▶ _About this exercise_
Locate the string "sample" in the records below. Copy every line where it occurs.
***
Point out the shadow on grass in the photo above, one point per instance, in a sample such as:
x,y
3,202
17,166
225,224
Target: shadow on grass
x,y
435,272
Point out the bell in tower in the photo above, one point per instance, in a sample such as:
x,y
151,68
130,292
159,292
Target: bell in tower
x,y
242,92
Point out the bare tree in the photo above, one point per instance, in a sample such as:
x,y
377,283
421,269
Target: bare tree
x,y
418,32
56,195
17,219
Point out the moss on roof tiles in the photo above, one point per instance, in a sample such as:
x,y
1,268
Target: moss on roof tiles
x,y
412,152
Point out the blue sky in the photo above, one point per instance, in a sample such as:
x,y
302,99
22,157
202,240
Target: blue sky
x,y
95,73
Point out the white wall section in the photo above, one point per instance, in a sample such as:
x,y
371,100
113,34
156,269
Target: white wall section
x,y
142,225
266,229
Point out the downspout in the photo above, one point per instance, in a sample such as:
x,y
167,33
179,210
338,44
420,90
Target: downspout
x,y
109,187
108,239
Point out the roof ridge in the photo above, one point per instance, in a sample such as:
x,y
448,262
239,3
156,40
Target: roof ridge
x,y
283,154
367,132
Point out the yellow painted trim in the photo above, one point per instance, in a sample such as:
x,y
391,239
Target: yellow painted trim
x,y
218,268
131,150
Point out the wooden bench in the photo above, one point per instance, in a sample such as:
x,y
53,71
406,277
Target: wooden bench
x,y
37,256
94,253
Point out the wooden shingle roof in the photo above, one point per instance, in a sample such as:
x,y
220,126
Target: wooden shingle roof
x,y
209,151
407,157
***
▶ _Answer for the task_
Point out the shadow on grass in the photo above, one point per instance, in a sample such as:
Point out the bell in tower in the photo above, one point per instance, in a sample such as:
Point out the bare tree in the photo above, one point per instance, in a sample such as:
Point out the moss on roof tiles in the photo above, one point per instance, in a sample such as:
Point out the blue sky in the photo above, one point per instance, in a sample such as:
Point out the white wall section in the photo above, one point per instance, in a sample such as:
Point out the downspout in the photo above, one point per instance, in a sample such as:
Point out the roof ridge in the photo above, one point per instance, in a sample such as:
Point out the yellow painted trim in the photo above, one point per instance, in a sample such as:
Point out the wooden bench in the photo above, one point per instance, in a sample such as:
Point out the wooden shingle roof in the photo above, one point per instance, in a sample such as:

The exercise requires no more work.